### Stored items

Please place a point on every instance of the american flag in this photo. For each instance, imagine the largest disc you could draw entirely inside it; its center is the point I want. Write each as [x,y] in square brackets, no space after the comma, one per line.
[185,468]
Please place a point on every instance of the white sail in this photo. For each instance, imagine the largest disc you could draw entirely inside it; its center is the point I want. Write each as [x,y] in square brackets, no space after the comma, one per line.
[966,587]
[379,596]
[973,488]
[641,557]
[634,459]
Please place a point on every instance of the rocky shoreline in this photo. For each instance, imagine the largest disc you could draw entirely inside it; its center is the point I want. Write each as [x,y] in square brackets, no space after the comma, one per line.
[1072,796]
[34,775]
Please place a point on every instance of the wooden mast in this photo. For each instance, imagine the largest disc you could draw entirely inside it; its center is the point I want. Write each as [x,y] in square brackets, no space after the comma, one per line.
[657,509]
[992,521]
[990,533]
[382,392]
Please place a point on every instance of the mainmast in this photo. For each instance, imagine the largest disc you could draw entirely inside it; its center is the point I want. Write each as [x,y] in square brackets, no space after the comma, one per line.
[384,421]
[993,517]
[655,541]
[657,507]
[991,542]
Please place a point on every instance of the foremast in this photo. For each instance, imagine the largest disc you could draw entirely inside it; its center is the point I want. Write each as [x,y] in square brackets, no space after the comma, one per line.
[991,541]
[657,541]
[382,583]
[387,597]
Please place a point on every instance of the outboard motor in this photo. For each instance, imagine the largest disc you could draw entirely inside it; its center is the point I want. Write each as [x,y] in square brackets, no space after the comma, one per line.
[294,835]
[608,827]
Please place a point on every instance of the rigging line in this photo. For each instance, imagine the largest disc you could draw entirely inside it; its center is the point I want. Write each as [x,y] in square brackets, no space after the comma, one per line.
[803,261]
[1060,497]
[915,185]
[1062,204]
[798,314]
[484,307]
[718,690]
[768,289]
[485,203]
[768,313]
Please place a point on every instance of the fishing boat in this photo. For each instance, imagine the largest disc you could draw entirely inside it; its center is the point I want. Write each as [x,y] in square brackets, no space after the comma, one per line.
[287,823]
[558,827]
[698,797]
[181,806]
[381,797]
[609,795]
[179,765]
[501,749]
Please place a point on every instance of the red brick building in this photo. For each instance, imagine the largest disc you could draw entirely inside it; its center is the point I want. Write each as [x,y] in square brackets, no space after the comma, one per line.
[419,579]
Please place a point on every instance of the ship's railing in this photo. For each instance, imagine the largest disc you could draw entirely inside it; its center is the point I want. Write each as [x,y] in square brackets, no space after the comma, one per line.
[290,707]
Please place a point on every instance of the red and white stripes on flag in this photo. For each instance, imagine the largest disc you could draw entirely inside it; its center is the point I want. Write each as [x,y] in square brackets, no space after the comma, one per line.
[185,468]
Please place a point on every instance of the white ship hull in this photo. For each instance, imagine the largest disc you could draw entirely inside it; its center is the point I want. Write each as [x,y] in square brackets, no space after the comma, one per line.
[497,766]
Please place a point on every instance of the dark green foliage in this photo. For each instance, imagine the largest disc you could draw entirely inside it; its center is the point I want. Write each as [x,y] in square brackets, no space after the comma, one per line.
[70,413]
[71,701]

### Assigned task
All of the data above should be reproduced exactly, with nothing left out.

### Task solution
Please place a point on every instance of the american flag in this photo. For each instance, imagine the largest disc you could draw entirely inside it; its center is the point I want. Write each as [x,y] in square brackets, no space after the comma, one per line.
[185,468]
Please place a point on every instance of the white sail in this photo. For each instance, imagine the largest disc you could draw entirely inside it; its center is the point I want. Write each as [x,y] in square brackets, no space after the comma, one per line.
[966,587]
[379,596]
[973,488]
[641,557]
[634,459]
Please place a point on every instance of the rocky shoreline in this photo. For each instance, imagine the largest disc you could draw entirely inside it; its center is the point I want. Write each as [x,y] in square brackets, no space after the comma, one per line.
[1072,796]
[34,775]
Please place a point on every instance of the wooden mast in this photo. For each instance, imagine the largest disc you could draw entirely inside it; its center is the point I want. Write each as [x,y] in square brackets, no space after the comma, one per line.
[657,509]
[992,521]
[990,533]
[382,392]
Please place a point on every instance of the mainmast in this photo. For each instance, imagine the largest disc you could draw entirely inside it; its center is the point I want. Write each as [x,y] in square brackets, no space after the comma, one per line.
[384,421]
[993,517]
[655,541]
[657,507]
[991,542]
Please place a point on every instance of the foremast in this photo. For each instance, imagine the largest disc you could draw entirely inside it; its center is the point I want. Write each as [x,y] in square brackets, no space after the comma, one per line.
[991,541]
[657,541]
[382,583]
[387,597]
Please place a point on every instance of the outboard motor in this photo. For each instance, imagine the largest disc you could draw entirely inside it; its center is the point I want. Write each as [x,y] in square brackets, no space after the comma, one per line.
[294,835]
[608,827]
Please place a point on every instance of the rigging line in this photo. For each instance, imagine the largest disc you could draw entirely inside it; its center is the point I want. Write each as [x,y] in square brackets, no space after the comma, one per line.
[803,261]
[1060,497]
[915,185]
[1062,204]
[798,314]
[484,307]
[718,690]
[768,289]
[485,203]
[768,313]
Please place a point on every instance of the fishing boat in this photo. For each instance, imagine the largest disc you could draw entirely inside it; its center is the point I want. Write each as [x,y] in square brackets, no space after the comma, one per line.
[287,823]
[558,827]
[698,797]
[181,806]
[381,797]
[609,795]
[179,765]
[501,749]
Please place a point on every instance of the red brick building in this photo. For each instance, imagine the largest disc you could draw entirely inside it; its center is the point I want. Write each as [x,y] in square brackets, no space after the comma, one per line.
[419,579]
Please place a point on every instance of the ship's railing in this photo. For each instance, imagine the largest disc you could draw entirely inside it; its center is the point I want. Write each as [x,y] in square brackets, no space after the comma, one per line.
[290,707]
Please place a point on every instance of the red and white stripes on flag in this photo. For each instance, imagine the largest disc you could draw entirely inside it; its center is the point I want. Write each as [x,y] in square brackets, no space after the comma, one per line.
[185,468]
Please place a point on every instance of the white ship hull in this photo. For each instance, imagine the largest disc you could draw entirely inside it; its center is the point I want. Write each as [x,y] in square brackets, no space after the comma, one per line.
[497,766]
Please place a point on every instance of the dark green foliage in this photo. For each instance, imagine the largest disc you could draw entirely inside it; its center is the point I want. Write each as [x,y] in square brackets, no space after the comma, one per line.
[70,413]
[71,701]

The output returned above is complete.